Письменное задание 1 - Какую пьесу, согласно источнику, репетировал Николай Гриценко?

Источник -
>>>>
Сегодня эпитет «великий» стал расхожей монетой, звезд пекут на фабрике, и капризная косноязычная дива мяучит с экрана, что «нам, звездам, трудно»… Множество звездорванок заполняет нестойкие души зрителей, размывая понятия и градации. А великие были. Мой любимый актер – Николай Гриценко. Амплитуда его дарования была бесконечной. Помню, он репетировал милую французскую пьеску «Шестой этаж». В ней все происходило на лестничной площадке какого-то дома в Париже. И вот Николай Олимпиевич выпросил у Рубена Николаевича Симонова возможность самому поставить этот спектакль. Никогда в жизни он режиссурой не занимался.
Нас, студентов, вывезли тогда в Киев на гастроли Театра имени Вахтангова – играть в массовках «Великого государя» и в «Двух веронцах». Киев. Лето. Все ведущие артисты расхватаны прямо с вокзала по обкомовским, цековским дачам и пляжам. А Николай Олимпиевич посреди этого гастрольного разгула репетирует в духоте и жаре на сцене Театра Леси Украинки.
<<<<
Доступные записи -
>>>>
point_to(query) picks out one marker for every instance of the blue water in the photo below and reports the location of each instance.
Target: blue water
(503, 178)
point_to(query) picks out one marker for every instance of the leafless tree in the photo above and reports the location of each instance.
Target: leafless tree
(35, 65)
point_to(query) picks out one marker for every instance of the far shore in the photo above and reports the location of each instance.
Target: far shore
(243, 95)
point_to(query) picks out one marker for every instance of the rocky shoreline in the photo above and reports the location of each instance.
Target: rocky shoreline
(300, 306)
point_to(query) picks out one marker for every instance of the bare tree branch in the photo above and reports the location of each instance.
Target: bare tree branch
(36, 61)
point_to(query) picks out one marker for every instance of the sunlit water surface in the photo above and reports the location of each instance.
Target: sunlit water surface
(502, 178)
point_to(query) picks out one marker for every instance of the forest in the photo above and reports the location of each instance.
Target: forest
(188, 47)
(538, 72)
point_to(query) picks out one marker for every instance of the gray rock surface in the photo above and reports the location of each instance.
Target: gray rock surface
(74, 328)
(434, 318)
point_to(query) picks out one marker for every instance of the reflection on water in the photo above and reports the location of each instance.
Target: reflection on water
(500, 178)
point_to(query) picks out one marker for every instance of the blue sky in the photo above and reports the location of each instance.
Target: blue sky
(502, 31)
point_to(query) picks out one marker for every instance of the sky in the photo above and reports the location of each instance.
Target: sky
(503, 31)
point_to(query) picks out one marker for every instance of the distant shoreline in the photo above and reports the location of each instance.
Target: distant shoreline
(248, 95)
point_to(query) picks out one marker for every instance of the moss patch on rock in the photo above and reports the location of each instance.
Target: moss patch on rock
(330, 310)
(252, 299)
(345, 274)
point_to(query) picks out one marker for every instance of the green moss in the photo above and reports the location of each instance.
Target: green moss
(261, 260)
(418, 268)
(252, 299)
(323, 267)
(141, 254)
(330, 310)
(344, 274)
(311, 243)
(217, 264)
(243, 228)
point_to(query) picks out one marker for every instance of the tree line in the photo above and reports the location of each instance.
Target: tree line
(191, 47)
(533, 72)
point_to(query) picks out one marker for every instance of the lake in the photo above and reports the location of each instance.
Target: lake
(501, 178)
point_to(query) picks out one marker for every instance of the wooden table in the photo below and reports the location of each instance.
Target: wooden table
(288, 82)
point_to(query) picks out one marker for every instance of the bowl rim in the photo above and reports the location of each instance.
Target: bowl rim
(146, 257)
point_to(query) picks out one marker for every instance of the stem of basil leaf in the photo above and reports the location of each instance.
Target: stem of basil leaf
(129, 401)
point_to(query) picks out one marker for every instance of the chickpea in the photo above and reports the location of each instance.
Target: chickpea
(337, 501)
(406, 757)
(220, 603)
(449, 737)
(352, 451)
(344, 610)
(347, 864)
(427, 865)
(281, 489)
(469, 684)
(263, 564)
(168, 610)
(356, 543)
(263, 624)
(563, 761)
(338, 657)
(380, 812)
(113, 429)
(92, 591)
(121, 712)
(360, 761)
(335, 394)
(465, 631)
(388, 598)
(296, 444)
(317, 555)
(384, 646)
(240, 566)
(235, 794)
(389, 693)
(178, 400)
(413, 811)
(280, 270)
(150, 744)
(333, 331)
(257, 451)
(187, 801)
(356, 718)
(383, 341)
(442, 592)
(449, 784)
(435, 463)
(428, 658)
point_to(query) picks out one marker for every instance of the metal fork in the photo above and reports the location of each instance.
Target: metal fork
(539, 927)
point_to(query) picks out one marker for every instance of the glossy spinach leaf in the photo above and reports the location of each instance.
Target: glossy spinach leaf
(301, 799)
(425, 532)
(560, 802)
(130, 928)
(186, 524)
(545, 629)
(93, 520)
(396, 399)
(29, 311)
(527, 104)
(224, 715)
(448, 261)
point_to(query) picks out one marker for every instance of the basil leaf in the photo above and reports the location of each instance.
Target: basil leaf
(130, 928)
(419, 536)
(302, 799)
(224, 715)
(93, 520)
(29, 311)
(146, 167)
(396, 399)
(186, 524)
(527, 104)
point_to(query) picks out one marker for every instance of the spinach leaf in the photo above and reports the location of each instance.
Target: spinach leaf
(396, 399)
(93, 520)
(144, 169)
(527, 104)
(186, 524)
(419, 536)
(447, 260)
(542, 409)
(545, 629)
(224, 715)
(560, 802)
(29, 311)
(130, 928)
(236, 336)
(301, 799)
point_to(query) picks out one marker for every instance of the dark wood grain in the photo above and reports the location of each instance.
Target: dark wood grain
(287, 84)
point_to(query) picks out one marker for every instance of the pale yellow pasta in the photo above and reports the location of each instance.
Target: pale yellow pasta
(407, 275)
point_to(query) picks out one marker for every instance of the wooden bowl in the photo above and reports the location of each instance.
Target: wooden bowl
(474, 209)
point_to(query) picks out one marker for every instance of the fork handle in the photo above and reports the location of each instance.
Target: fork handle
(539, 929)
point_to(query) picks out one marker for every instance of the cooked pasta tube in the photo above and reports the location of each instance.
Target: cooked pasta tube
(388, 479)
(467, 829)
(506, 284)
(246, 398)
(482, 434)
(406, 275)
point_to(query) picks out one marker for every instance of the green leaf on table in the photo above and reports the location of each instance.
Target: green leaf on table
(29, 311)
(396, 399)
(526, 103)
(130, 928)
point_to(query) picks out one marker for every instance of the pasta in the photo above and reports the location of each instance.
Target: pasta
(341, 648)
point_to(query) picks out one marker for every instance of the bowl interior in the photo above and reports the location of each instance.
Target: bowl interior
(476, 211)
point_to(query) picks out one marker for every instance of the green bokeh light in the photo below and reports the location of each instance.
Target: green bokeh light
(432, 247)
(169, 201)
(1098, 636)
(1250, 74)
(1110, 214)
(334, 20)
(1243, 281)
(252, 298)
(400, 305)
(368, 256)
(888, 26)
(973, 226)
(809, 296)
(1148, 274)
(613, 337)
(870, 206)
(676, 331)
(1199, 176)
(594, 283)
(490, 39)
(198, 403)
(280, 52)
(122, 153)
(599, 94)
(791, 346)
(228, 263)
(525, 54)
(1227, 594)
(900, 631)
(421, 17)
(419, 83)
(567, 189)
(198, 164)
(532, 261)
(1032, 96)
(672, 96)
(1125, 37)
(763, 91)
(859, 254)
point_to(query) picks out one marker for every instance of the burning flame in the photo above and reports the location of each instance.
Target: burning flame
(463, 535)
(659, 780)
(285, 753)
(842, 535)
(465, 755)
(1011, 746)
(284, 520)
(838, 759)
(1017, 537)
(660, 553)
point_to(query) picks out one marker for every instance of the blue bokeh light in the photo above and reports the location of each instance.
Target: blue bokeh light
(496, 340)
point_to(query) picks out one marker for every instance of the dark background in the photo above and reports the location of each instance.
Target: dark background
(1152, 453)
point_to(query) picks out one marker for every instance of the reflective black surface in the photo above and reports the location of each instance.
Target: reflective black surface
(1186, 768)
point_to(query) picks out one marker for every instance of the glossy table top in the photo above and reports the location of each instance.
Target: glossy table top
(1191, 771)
<<<<
Письменное задание 2 - Выберите из записей все строки, где встречается слово «cooked».

Результат упражнения 1 - Французскую пьесу «Шестой этаж».

Результат упражнения 2 -
point_to(query) picks out one marker for every instance of the cooked pasta tube in the photo above and reports the location of each instance.
Target: cooked pasta tube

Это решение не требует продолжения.